Set of tasks →
(A) Using the osteologist interview, decide whether each statement agrees with it, answering yes or no and quoting the deciding words: (i) A PhD is required for work as a research specialist. (ii) Someone fresh out of graduate school can expect to start at $45,000 a year. (iii) Most workdays are spent overseeing the casting of new specimens.
(B) In the osteologist interview, what does inventorying a specimen include?
(C) Extend the osteologist interview, picking up after its final sentence.

Document text →

<<<<

Michelle Tabencki

Research Specialist–Osteologist

(Note: Responses have been lightly edited for clarity and style)

What is your current job field?

Private-sector commercial manufacturing.

What degree(s) do you have and in what discipline(s)?

I have a BA in Anthropology and an MA in Physical Anthropology with an emphasis in forensics.

What is your current salary or salary range?


What can someone with a BA/MA/PhD expect to earn in this job?

A minimum of a master’s degree is required for work as a research specialist. Fresh out of graduate school, one can expect to start their career at $45,000/year. A PhD is not necessary for this position, however relevant experience would be a great asset. Salaries range, depending on the industry and your combination of skills, from $50,000 to $80,000.

What type of benefits are typically provided in your job field?

For a salaried position, you are eligible for health insurance, paid time off, paid holidays, and profit sharing. There are also great work travel opportunities.

What does a typical workday look like for you?

My typical workday begins with research for a particular specimen. This research includes literature review and communicating with professors with expert knowledge of the subject matter. Once a specimen is obtained, I inventory the item. This process includes photography and osteological measurements. As the specimen goes through the replication/casting process, I oversee procedures to ensure all important osteological details are evident in the cast. While this is a workday that involves a new specimen to cast, most of my days are spent reading and staying up to date on new discoveries and research.

>>>>

Exercise data →
<<<<

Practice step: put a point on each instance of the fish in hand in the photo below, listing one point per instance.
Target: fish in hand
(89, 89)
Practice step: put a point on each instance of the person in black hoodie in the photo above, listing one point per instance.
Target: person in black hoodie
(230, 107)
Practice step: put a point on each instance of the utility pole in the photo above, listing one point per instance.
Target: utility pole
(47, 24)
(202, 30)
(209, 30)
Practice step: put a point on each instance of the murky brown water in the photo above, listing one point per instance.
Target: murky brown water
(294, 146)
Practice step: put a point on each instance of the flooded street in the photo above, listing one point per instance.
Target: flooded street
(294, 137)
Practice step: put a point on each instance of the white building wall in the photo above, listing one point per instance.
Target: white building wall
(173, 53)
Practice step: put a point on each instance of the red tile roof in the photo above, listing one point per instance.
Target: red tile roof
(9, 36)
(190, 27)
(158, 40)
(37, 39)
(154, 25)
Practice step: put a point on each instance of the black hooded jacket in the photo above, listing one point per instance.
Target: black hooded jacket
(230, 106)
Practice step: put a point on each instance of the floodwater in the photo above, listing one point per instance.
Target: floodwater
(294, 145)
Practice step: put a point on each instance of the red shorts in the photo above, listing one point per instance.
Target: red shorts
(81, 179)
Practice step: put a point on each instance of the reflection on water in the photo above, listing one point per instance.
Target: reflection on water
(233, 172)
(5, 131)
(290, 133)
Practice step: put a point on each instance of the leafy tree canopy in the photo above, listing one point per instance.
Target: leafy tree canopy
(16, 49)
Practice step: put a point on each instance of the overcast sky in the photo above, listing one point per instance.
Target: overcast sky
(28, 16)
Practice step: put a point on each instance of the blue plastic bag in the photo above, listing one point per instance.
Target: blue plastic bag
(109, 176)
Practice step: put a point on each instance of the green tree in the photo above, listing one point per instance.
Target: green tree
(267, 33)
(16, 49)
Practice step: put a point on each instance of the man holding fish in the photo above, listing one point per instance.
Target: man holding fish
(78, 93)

>>>>

Solved tasks →
(A)
(i) No: "A PhD is not necessary for this position"
(ii) Yes: "Fresh out of graduate school, one can expect to start their career at $45,000/year."
(iii) No: "most of my days are spent reading and staying up to date on new discoveries and research."

(B) Photography and osteological measurements.

(C)
What do you like the most about your job?

While the daily task of research and reading is exciting, I really like when I can travel to conferences and chat with other anthropologists. This is where I can hear firsthand about research and how instructors are teaching anthropological concepts, allowing me to understand how our products can be valuable and more innovative to help with this endeavor. I especially like when I can collaborate on a new product with a professor to fill a particular niche in a particular field. While my focus is on anthropology, there are many other fields that need innovative casts. I work with many other types of scientists to create our products, including medical school instructors, therapists, wildlife conservationists, veterinarians, and K-12 teachers.

What do you like the least about your job?

 I spend most of my time at a desk in front of a computer and it can get monotonous.